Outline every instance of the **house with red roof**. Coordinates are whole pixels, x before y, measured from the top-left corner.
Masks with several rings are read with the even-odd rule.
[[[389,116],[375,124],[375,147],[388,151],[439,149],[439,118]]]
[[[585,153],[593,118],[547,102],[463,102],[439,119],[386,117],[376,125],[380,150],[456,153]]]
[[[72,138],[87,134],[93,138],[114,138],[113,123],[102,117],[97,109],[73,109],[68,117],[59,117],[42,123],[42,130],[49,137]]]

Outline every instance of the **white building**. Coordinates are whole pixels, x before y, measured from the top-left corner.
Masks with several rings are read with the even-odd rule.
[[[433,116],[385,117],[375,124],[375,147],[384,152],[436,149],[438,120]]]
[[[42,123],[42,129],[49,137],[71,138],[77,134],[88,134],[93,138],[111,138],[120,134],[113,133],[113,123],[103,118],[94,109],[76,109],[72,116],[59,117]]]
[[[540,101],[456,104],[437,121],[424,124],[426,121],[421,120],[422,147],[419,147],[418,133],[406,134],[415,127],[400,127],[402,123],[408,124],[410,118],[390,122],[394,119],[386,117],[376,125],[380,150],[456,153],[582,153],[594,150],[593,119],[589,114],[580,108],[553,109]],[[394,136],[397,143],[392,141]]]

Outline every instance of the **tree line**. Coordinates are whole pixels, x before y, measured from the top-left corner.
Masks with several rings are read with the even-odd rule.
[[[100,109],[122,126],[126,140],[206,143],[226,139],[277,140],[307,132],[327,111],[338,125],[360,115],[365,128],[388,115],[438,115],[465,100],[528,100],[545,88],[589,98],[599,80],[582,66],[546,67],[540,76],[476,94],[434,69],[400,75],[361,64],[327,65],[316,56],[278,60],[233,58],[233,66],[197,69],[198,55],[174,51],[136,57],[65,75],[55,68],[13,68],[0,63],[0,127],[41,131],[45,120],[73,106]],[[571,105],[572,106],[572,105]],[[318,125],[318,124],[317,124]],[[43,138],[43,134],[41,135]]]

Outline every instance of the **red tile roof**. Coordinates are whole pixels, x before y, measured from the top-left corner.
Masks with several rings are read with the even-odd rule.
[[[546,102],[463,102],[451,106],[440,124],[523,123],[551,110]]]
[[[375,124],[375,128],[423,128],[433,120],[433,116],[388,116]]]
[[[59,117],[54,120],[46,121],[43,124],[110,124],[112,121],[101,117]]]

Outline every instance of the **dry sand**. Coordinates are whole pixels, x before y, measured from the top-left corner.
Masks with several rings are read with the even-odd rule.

● **WRITTEN TASK**:
Rewrite the material above as a numbered list, leaving out the blank lines.

● **EXERCISE ANSWER**:
1. Outline every instance of the **house with red roof**. Coordinates are whole pixels, x before y, measured from the top-left corner.
2. Masks with several rings are read with the even-odd rule.
3. [[[389,116],[375,124],[375,147],[388,151],[439,149],[439,118]]]
4. [[[585,153],[593,118],[547,102],[463,102],[439,119],[386,117],[376,125],[380,150],[456,153]]]
5. [[[72,138],[87,134],[93,138],[114,138],[113,123],[102,117],[97,109],[73,109],[68,117],[59,117],[42,123],[42,130],[49,137]]]
6. Outline every instance of the **white building**. Coordinates are whole pixels, x before y, measured from the top-left corner.
7. Masks with several rings are read with the even-odd rule.
8. [[[433,116],[385,117],[375,124],[375,147],[384,152],[436,149],[438,120]]]
9. [[[42,123],[42,129],[49,137],[71,138],[77,134],[88,134],[93,138],[111,138],[120,134],[113,133],[113,123],[103,118],[94,109],[76,109],[72,116],[59,117]]]
10. [[[540,101],[456,104],[437,121],[424,124],[426,121],[421,120],[422,147],[419,147],[418,133],[406,134],[415,127],[400,127],[402,123],[408,124],[410,118],[390,122],[394,119],[386,117],[376,125],[380,150],[456,153],[582,153],[594,150],[593,119],[589,114],[580,108],[553,109]],[[394,136],[397,143],[392,141]]]
11. Outline every instance of the **tree line**. Coordinates are whole pixels, x before y, measured from the top-left corner.
12. Masks with several rings are read with the even-odd rule.
13. [[[100,109],[122,126],[126,140],[206,143],[226,139],[277,140],[307,132],[327,111],[338,125],[360,115],[365,128],[388,115],[438,115],[465,100],[528,100],[545,88],[589,98],[599,80],[582,66],[546,67],[540,76],[476,94],[434,69],[400,75],[361,64],[327,65],[316,56],[278,60],[233,58],[233,66],[197,69],[198,55],[174,51],[136,57],[65,75],[55,68],[13,68],[0,63],[0,127],[41,131],[45,120],[73,106]],[[571,105],[572,106],[572,105]],[[318,125],[318,124],[317,124]],[[43,138],[43,134],[41,135]]]
14. Outline every instance of the **red tile roof**. Coordinates are whole pixels, x before y, measured from the top-left corner.
15. Masks with several rings are read with the even-odd rule.
16. [[[546,102],[463,102],[451,106],[440,124],[523,123],[551,110]]]
17. [[[375,124],[375,128],[423,128],[433,120],[433,116],[388,116]]]
18. [[[59,117],[54,120],[46,121],[43,124],[110,124],[112,121],[101,117]]]
19. Outline every instance of the **dry sand**. Coordinates are whole pixels, x before y, measured from the top-left corner.
20. Masks with several rings are read with the even-odd rule.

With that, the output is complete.